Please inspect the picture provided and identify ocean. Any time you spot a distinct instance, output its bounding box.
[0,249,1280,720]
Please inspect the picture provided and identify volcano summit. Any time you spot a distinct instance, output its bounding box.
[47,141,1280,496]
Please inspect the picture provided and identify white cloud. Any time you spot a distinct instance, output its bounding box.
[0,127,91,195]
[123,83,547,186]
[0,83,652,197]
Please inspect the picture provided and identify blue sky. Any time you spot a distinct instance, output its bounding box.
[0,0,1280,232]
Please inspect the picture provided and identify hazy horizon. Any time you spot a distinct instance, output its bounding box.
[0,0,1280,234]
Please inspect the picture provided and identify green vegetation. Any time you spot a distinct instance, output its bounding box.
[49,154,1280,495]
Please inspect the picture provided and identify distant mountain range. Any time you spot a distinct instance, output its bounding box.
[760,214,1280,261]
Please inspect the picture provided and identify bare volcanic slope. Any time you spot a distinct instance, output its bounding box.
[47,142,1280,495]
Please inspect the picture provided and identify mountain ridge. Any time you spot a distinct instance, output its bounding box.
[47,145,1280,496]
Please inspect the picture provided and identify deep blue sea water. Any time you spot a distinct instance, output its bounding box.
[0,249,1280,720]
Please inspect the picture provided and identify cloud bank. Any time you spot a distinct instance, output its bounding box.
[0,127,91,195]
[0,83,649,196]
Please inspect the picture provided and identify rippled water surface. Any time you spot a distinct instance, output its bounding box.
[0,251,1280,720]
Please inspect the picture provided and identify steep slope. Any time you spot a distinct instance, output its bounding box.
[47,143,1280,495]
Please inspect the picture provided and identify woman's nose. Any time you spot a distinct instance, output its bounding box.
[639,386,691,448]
* * * * * * *
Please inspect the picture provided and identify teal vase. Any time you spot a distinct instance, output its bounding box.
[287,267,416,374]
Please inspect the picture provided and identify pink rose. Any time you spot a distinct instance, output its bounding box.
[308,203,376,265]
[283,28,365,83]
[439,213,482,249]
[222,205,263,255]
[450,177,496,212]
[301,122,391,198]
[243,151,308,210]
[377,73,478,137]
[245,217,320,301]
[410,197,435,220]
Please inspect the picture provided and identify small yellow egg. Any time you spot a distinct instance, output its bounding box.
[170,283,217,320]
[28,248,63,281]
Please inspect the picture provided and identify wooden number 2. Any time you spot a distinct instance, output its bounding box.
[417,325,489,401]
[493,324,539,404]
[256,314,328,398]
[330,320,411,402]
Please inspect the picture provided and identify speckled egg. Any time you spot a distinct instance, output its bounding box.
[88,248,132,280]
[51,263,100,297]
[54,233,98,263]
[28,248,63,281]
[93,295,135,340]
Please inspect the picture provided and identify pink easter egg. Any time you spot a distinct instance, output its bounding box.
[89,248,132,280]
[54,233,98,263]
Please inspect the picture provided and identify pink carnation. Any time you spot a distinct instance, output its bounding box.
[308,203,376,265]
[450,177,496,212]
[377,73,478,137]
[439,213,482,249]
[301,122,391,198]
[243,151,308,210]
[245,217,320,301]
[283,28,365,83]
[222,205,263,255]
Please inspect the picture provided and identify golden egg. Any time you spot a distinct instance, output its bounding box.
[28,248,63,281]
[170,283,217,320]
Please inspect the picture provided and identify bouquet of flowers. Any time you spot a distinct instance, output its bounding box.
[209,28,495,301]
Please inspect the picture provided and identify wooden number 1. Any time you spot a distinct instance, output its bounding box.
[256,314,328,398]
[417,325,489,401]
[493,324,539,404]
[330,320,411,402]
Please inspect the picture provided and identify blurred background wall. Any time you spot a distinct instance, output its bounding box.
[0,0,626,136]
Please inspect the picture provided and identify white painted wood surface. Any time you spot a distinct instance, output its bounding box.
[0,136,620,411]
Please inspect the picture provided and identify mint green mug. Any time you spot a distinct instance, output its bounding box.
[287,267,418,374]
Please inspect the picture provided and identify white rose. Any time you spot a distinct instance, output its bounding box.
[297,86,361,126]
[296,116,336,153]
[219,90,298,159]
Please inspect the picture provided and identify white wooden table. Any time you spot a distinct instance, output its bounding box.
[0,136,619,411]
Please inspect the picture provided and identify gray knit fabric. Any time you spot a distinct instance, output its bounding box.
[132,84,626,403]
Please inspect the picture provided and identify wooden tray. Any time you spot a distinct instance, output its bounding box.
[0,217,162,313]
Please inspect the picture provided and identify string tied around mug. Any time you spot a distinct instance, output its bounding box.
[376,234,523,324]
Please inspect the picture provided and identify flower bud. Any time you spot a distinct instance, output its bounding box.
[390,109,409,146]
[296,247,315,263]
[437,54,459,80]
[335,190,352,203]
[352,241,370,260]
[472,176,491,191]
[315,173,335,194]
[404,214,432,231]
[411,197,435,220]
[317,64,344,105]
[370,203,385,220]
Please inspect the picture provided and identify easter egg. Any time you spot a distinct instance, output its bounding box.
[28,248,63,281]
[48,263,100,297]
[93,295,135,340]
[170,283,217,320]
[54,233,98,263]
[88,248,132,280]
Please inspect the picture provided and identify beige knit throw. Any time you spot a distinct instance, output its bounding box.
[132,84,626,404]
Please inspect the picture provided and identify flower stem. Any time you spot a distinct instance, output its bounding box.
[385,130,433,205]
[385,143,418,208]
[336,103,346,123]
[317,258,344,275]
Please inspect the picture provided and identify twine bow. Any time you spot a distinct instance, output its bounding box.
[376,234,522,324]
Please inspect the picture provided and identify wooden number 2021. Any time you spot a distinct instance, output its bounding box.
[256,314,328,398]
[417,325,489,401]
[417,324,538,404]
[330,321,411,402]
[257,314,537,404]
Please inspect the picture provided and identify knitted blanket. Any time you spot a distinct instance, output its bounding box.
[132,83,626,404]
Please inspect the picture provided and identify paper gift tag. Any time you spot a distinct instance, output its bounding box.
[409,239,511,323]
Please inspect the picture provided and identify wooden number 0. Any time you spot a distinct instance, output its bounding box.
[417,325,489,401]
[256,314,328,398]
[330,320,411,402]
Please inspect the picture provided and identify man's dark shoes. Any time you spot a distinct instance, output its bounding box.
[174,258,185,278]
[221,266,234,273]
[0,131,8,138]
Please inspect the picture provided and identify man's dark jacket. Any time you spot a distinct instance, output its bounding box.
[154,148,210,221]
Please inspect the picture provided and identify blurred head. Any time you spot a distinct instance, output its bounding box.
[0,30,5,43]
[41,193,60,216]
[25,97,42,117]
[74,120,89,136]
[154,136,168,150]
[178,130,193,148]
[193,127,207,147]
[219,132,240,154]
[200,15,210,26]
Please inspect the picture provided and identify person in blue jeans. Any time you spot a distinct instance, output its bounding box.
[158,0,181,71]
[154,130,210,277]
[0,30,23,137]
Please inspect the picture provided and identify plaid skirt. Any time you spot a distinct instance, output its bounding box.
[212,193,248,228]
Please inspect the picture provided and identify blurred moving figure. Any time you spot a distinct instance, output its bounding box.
* * * * * * *
Copy out everything from the line that contains "Please inspect the picture provided and identify ocean." down to the line that contains "[49,154,1280,495]", both of those lines included, with every character kept as it is.

> **COMPLETED TASK**:
Please inspect the picture provided and identify ocean. Any time you spot a distinct instance, output its bounding box.
[0,249,1280,720]
Please inspect the picture provided and identify volcano summit. Any time you spot a distinct instance, output its bounding box.
[47,141,1280,496]
Please inspect the picture provided and identify white cloud. Any time you spot a distinct instance, output its bounding box.
[0,127,91,195]
[123,83,547,186]
[0,83,652,197]
Please inspect the picture provided and identify blue sky. Any time you spot a distinct instance, output its bounding box.
[0,0,1280,232]
Please inspect the picture provided and identify hazy horizon. Any time you spot a distinct instance, output its bounding box.
[0,0,1280,234]
Please inspect the picture provided and identify green vegetation. Any time you spot a distinct instance, output its bounding box.
[49,154,1280,495]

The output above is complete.